__Direction__.
Return only the line that contains "Where can the rainbow" and each line after it, through the last line of the data below, copied exactly.

Image point annotation entries:
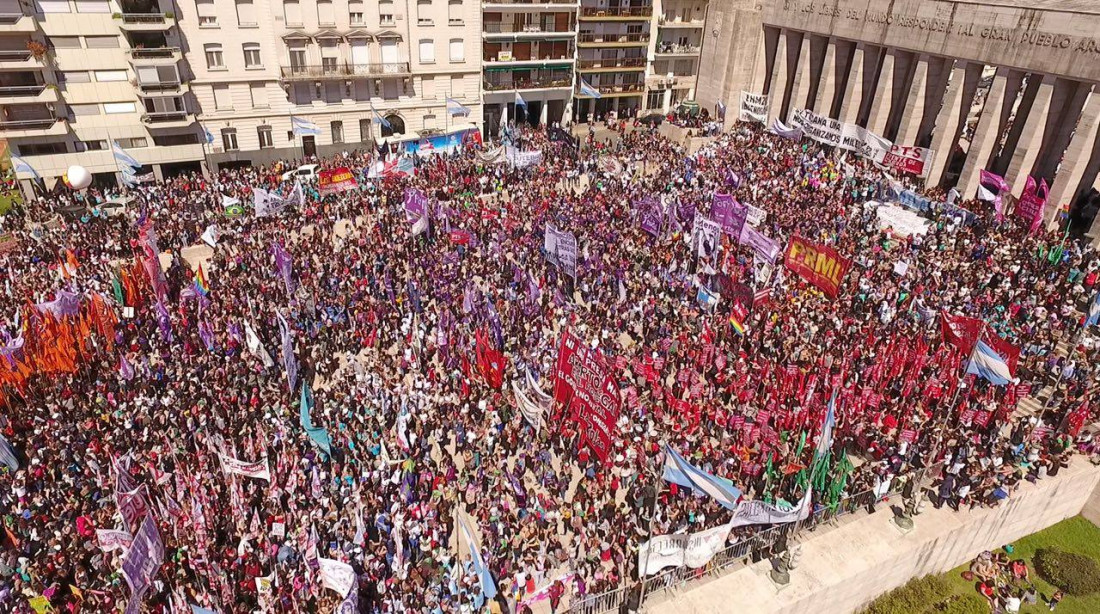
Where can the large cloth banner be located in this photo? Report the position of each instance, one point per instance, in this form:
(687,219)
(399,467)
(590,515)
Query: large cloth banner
(143,558)
(909,160)
(818,264)
(257,470)
(560,248)
(694,550)
(334,181)
(754,107)
(586,385)
(760,513)
(727,211)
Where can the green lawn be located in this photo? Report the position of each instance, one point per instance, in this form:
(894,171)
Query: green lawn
(1074,535)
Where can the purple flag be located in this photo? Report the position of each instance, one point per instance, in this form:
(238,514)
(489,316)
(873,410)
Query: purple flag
(728,212)
(64,304)
(285,266)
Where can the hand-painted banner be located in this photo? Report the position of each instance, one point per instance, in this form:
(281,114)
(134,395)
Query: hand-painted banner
(694,550)
(727,211)
(587,386)
(754,107)
(818,264)
(337,179)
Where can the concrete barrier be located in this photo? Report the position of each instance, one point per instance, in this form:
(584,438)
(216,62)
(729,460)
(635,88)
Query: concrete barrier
(846,568)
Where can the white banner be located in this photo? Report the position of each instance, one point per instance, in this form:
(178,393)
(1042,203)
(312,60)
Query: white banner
(754,107)
(257,470)
(338,576)
(694,550)
(760,513)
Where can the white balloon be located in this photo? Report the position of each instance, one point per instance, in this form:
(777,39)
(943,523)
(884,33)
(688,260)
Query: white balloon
(78,176)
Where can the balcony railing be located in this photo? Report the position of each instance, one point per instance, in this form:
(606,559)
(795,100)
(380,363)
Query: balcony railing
(641,12)
(613,63)
(15,55)
(144,19)
(28,124)
(344,70)
(501,28)
(624,88)
(495,85)
(611,39)
(154,53)
(21,91)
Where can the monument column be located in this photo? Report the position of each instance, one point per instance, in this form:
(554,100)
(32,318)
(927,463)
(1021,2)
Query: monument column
(986,135)
(1076,160)
(853,88)
(883,91)
(913,111)
(826,87)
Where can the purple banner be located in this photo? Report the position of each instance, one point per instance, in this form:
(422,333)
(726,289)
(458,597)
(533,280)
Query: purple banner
(728,212)
(763,245)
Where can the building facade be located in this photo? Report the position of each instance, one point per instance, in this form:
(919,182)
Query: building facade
(205,84)
(1007,86)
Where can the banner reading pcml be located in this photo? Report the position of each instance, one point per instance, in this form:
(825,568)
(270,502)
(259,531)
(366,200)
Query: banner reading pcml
(586,385)
(818,264)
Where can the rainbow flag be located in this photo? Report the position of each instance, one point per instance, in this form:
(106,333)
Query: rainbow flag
(200,284)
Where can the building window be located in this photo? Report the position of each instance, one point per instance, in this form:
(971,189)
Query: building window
(355,12)
(264,133)
(116,108)
(208,15)
(292,13)
(101,42)
(229,139)
(215,58)
(326,15)
(386,12)
(427,51)
(245,13)
(252,58)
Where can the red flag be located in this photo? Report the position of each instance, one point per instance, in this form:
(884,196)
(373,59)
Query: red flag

__Task response__.
Where can the rainbow flag be located in this photo? Report the position of each instance, one point per instance, in this form:
(106,333)
Query: rainbow flag
(200,284)
Where can the building window be located in this photo? Report the position of each instance, one point per instance, in this form:
(971,189)
Query: building window
(355,12)
(264,133)
(116,108)
(208,15)
(292,13)
(101,42)
(229,139)
(215,58)
(326,15)
(386,12)
(427,51)
(245,13)
(252,58)
Where can the red flag be located in this photo? Report the position of each instance, one point per instance, in this form:
(884,196)
(373,59)
Query: red flag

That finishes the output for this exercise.